## Your objective
Make an exact copy of the records below. Include every line.
***** Records to process *****
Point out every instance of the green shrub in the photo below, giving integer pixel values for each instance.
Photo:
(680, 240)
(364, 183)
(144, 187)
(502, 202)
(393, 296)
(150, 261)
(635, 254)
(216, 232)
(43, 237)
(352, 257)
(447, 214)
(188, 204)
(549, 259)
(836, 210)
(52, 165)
*****
## Problem solution
Point out every instance of the green shrub in the photo below, giving integer pixel values for each instance.
Photo:
(680, 240)
(364, 183)
(144, 187)
(502, 202)
(393, 296)
(150, 261)
(635, 254)
(216, 232)
(43, 237)
(352, 257)
(447, 214)
(188, 204)
(549, 259)
(836, 210)
(52, 165)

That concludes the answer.